- DOCUMENT TEXT:
▬▬▬▬▬▬▬▬▬▬

Town of Delavan police did not release the 51-year-old's identity, pending release of a coroner's report.

The cause of death remains under investigation, but initial observations indicate the snowmobile was traveling at high speed when it flew through the air and crashed into a bed of cattails, said town of Delavan Sgt. Raymond Clark.

The man was thrown from the vehicle.

Clark said it appears the snowmobile hit something to cause it to take to the air, but what it hit was not immediately determined.

 Investigators believe the man was alone on the lake when the accident occurred, Clark said.

Police were notified of a missing adult at about 8:15 a.m. Sunday. The man's family told police that he had left his residence alone on his snowmobile at about 7 p.m. Saturday, the release states.

Minutes later, family members who had been looking for the man “for quite some time” reported they found his wrecked snowmobile in a remote area of the south side of Delavan Lake Inlet, Clark said.

▬▬▬▬▬▬▬▬▬▬

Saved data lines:
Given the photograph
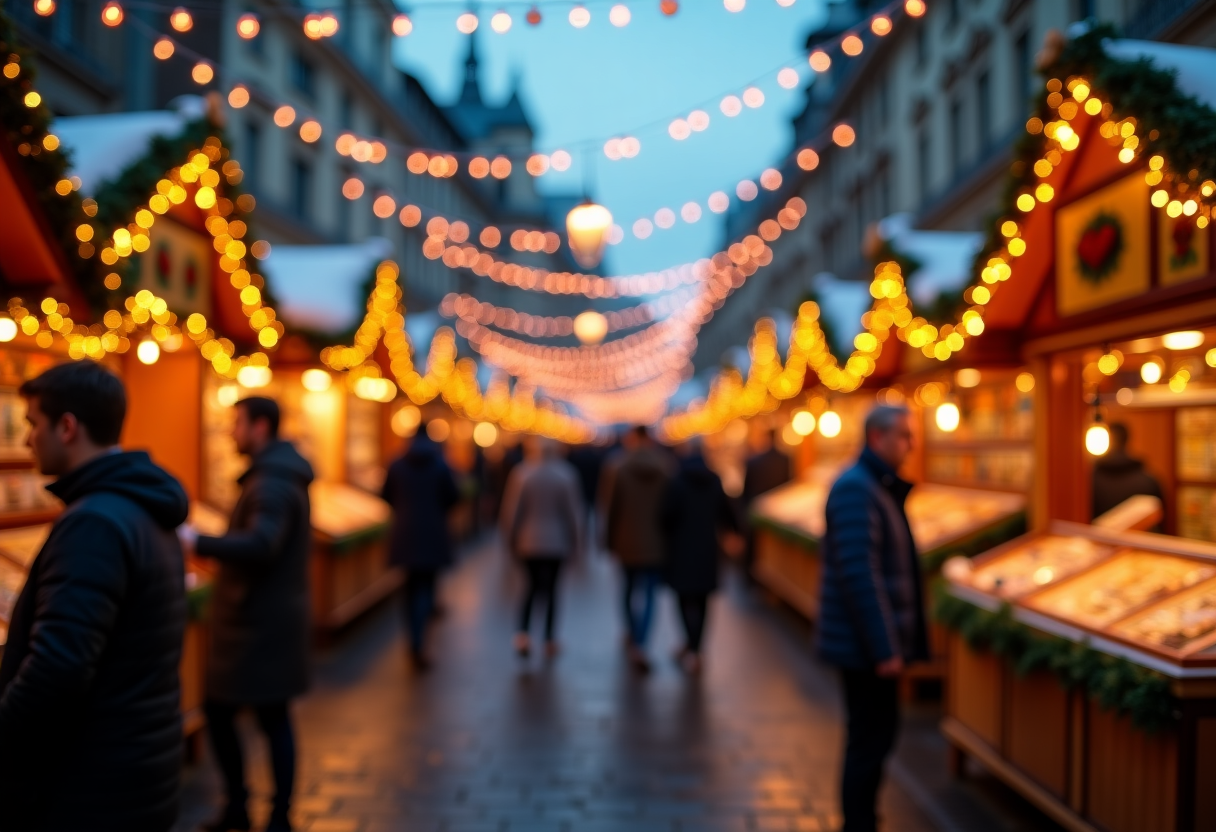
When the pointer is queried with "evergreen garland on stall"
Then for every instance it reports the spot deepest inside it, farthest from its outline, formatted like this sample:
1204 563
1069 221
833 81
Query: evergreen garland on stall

▬▬▬▬▬▬▬▬▬▬

- WORK TO DO:
1. In the snowmobile crash report, at what time on Sunday were police notified of a missing adult?
2. Swap "cattails" for "reeds" in the snowmobile crash report from "Town of Delavan police" to "occurred, Clark said.", and write out that passage.
3. Carry on the snowmobile crash report from where it stops.
These lines are material separate from the snowmobile crash report.

- RESPONSES:
1. At about 8:15 a.m.

2.
Town of Delavan police did not release the 51-year-old's identity, pending release of a coroner's report.

The cause of death remains under investigation, but initial observations indicate the snowmobile was traveling at high speed when it flew through the air and crashed into a bed of reeds, said town of Delavan Sgt. Raymond Clark.

The man was thrown from the vehicle.

Clark said it appears the snowmobile hit something to cause it to take to the air, but what it hit was not immediately determined.

 Investigators believe the man was alone on the lake when the accident occurred, Clark said.

3.
The body was found “fully obscured by deep snow and heavy cattail cover,” the release states.

A widespread search for the man continued until his body was found a short distance from the snowmobile around 10 a.m., Clark said.

The swampy area made the search difficult, Clark said.

 Assisting town police were the Walworth County Sheriff's Office, state Department of Natural Resources, police from the cities of Delavan and Williams Bay and fire and rescue units from the town of Delavan, Elkhorn, Williams Bay, and cities of Delavan and Lake Geneva.

The Flight for Life helicopter helped in the search.

A Department of Natural Resources' online list shows 15 snowmobile fatalities this winter, before this latest incident. All the fatalities involved collision with a fixed object, and most involved speed. Three occurred on lakes.